[DOCUMENT SEGMENT]
# # # #
Center for Central and Eastern Europe of the Robert Bosch Stiftung

The Center for Central Europe of the Robert Bosch Stiftung at the DGAP was founded in 2007. To promote transnational cooperation and mutual understanding the center organizes discussions, workshops and projects on current political developments in Central and Eastern Europe. Several programs of the Robert Bosch Stiftung promoting and connecting future decision makers and young scientists from Central and Eastern Europe as well as Germany are carried out in close cooperation with the Center.

“Europe’s reunification” opens up new perspectives for cooperation with the countries of Central and Eastern Europe. Converging values and political harmonization still constitute a challenge for the creation of an integrated Europe. Different historical experiences and images about Europe need to be reconciled. It is therefore a crucial task to establish a sphere for the exchange of views. The “Eastern enlargement of European thinking” should be enhanced and it should be pointed to the cultural, historical and political relevance of this region for the future development and design of the European Union.
# # # #
[Excerpts from point annotation lines]
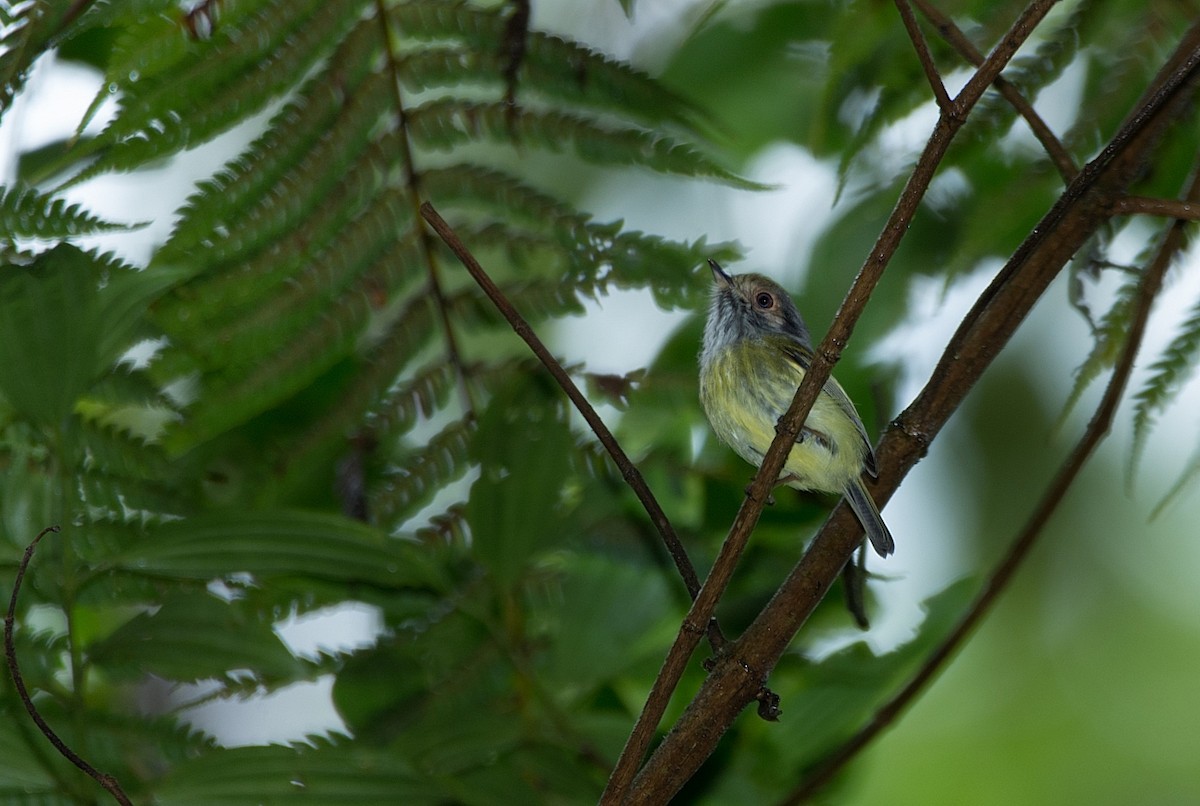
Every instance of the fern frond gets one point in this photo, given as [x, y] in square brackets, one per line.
[324, 102]
[1167, 376]
[442, 459]
[246, 65]
[1109, 337]
[367, 257]
[450, 527]
[27, 212]
[23, 26]
[449, 122]
[552, 66]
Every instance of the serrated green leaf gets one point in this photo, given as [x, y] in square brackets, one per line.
[603, 609]
[283, 542]
[327, 775]
[48, 347]
[195, 636]
[523, 447]
[28, 212]
[22, 774]
[451, 122]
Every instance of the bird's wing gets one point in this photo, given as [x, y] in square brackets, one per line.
[802, 354]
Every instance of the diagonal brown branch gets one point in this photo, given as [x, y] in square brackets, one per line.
[413, 182]
[1097, 429]
[1181, 209]
[738, 673]
[628, 469]
[107, 781]
[958, 40]
[924, 55]
[827, 354]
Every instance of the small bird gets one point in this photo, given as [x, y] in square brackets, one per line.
[755, 354]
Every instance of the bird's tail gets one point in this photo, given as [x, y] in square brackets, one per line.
[869, 516]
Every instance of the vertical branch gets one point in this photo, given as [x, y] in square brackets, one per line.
[1053, 145]
[10, 649]
[825, 358]
[1097, 429]
[628, 469]
[924, 55]
[413, 182]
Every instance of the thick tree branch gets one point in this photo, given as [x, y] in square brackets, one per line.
[10, 649]
[958, 40]
[738, 673]
[1097, 429]
[1180, 209]
[628, 469]
[751, 677]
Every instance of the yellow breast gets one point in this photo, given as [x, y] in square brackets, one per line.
[748, 386]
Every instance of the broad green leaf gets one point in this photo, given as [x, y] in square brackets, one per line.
[604, 609]
[48, 348]
[286, 542]
[523, 446]
[196, 636]
[307, 776]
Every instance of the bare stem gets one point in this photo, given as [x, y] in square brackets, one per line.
[1045, 136]
[1180, 209]
[413, 184]
[628, 469]
[924, 55]
[10, 650]
[1097, 429]
[827, 354]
# # # #
[WRITTEN EXERCISE A]
Answer these questions from the center description:
(i) In what year was the center founded?
(ii) What does the center organize to promote transnational cooperation and mutual understanding?
(iii) What does the center description say needs to be reconciled?
[WRITTEN EXERCISE B] Copy everything in the center description from "Center for Central and" down to "with the Center.".
These lines are separate material and have no connection to the center description.

[WORKED ANSWER A]
(i) 2007
(ii) Discussions, workshops and projects on current political developments in Central and Eastern Europe
(iii) Different historical experiences and images about Europe

[WORKED ANSWER B]
Center for Central and Eastern Europe of the Robert Bosch Stiftung

The Center for Central Europe of the Robert Bosch Stiftung at the DGAP was founded in 2007. To promote transnational cooperation and mutual understanding the center organizes discussions, workshops and projects on current political developments in Central and Eastern Europe. Several programs of the Robert Bosch Stiftung promoting and connecting future decision makers and young scientists from Central and Eastern Europe as well as Germany are carried out in close cooperation with the Center.